DESCRIPTION OF THE TASK: Report each line below that contains the word "brown", copying every such line in full.

DATA FOR THIS EXERCISE:
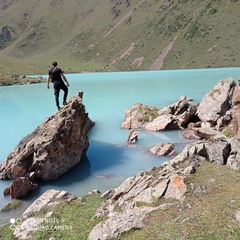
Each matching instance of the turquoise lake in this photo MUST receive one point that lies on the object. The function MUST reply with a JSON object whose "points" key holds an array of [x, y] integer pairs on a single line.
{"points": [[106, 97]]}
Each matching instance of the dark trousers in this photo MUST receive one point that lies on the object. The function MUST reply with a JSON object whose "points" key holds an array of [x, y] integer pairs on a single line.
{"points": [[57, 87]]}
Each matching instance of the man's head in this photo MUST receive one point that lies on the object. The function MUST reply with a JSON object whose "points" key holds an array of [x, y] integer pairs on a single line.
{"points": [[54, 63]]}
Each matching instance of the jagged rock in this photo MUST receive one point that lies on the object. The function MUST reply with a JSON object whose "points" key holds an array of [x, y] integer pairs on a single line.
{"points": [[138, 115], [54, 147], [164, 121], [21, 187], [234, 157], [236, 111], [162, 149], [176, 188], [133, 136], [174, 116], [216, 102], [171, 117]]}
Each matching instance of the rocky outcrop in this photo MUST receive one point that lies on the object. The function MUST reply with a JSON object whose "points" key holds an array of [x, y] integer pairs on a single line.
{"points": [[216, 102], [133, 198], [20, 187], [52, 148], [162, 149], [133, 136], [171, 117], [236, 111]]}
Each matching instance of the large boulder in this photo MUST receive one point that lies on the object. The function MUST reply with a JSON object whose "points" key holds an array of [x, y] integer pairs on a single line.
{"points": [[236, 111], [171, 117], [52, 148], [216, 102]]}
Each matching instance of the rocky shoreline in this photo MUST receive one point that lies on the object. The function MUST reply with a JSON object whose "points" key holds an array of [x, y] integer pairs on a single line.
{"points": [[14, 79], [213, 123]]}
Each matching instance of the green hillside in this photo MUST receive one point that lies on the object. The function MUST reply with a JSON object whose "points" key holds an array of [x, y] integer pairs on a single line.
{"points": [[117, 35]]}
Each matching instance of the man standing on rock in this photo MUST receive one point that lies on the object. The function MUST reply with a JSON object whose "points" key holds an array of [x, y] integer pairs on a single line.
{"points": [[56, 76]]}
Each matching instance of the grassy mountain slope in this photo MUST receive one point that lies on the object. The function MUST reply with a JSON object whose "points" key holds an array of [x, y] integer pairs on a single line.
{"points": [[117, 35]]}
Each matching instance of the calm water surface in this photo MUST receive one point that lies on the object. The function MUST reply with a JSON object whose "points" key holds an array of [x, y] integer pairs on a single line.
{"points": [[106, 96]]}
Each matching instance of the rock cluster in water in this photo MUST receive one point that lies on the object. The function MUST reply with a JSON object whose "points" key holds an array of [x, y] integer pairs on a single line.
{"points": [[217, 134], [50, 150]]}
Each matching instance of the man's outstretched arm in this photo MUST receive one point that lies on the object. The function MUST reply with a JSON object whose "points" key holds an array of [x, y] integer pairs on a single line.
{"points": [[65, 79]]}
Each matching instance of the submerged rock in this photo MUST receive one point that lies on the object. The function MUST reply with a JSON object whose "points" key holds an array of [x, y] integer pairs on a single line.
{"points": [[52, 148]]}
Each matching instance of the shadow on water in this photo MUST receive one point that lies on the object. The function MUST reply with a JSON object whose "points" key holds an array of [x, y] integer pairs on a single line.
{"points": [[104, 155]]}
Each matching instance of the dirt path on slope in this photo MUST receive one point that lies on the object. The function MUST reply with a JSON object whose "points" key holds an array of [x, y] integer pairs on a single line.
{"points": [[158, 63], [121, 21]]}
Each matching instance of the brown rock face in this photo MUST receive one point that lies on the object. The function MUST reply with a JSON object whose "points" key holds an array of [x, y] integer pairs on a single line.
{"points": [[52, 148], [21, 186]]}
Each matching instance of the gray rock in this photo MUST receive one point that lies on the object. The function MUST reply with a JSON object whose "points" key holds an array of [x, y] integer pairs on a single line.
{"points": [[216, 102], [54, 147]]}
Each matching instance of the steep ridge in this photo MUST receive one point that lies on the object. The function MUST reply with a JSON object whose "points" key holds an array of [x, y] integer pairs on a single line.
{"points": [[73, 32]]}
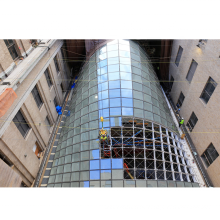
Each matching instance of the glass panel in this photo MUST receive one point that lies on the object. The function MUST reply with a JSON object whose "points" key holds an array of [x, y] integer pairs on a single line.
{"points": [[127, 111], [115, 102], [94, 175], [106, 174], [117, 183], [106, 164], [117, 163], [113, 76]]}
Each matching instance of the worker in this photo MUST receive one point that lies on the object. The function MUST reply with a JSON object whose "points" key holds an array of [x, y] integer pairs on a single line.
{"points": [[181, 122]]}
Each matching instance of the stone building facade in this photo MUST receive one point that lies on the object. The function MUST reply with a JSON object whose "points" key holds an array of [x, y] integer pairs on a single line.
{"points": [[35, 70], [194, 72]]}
...
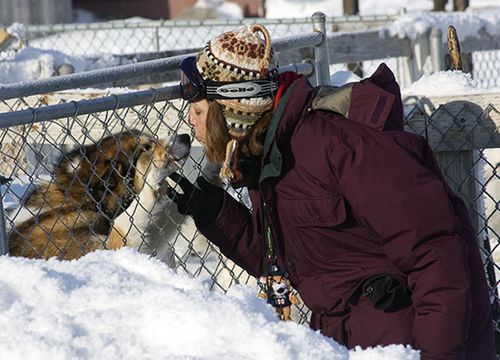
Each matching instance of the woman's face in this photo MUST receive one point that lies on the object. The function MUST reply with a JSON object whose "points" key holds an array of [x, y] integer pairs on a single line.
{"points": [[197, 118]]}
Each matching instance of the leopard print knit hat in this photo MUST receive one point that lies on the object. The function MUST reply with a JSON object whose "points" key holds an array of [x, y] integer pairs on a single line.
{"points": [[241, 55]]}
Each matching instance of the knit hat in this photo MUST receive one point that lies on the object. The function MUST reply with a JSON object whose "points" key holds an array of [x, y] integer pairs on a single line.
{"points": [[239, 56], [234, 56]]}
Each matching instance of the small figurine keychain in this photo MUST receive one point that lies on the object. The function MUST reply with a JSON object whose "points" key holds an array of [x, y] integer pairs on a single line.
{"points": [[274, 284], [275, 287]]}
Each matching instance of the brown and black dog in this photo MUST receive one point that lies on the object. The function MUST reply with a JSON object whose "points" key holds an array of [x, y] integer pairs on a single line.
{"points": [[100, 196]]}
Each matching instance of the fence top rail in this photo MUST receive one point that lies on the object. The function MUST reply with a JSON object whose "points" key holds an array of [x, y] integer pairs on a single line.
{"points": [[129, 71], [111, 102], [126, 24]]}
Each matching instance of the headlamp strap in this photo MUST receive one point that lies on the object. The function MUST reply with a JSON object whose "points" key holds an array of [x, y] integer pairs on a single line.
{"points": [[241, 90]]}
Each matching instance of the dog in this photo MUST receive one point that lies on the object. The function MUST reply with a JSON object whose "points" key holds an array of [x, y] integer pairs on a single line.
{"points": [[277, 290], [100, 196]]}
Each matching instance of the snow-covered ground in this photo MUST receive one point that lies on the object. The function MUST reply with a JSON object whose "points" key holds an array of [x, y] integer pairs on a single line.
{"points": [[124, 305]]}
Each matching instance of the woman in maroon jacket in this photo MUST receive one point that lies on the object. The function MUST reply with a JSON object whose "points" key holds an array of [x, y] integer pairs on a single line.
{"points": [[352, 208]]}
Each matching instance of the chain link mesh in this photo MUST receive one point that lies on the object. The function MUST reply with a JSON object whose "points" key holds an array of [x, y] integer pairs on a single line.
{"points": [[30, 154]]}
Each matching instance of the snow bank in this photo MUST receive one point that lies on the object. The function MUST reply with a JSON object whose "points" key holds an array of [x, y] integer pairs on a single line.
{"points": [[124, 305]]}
---
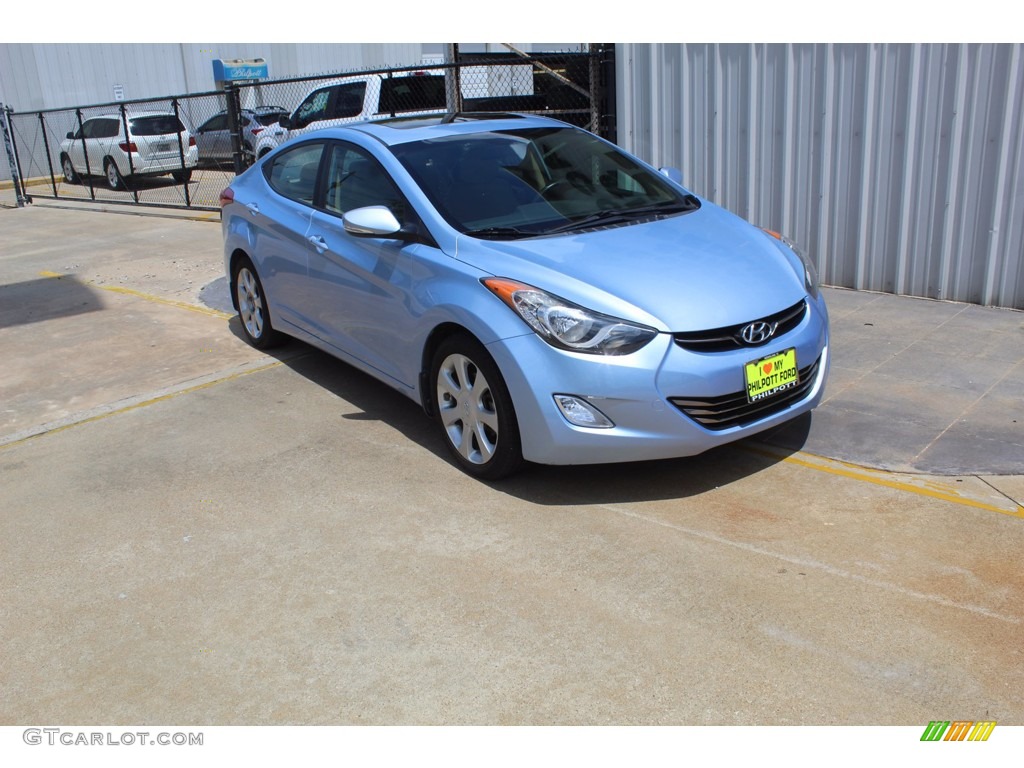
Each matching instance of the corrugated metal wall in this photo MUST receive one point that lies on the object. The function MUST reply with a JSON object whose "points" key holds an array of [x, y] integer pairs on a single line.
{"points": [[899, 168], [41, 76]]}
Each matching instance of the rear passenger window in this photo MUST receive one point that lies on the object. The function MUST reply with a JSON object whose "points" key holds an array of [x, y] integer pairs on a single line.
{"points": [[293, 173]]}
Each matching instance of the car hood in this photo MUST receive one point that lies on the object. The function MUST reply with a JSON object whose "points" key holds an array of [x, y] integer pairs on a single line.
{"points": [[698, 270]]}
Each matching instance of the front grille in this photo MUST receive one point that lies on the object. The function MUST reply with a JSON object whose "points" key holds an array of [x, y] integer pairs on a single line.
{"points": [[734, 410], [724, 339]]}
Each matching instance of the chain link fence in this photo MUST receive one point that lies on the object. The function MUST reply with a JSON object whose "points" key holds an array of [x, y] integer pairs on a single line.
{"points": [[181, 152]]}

FINISHED TASK:
Each matching instance of the brown rock face in this photo MUST receive one point that lies on the object. The function MUST reply with a JSON object whose "points" key holds an array of [x, y] integer pairs on a single line.
Each matching instance of the brown and black dog in this photo MUST receive one point that lies on the object. The function MUST reply with a JSON object whose "points" key holds an array of [x, y] integer pairs on a single line.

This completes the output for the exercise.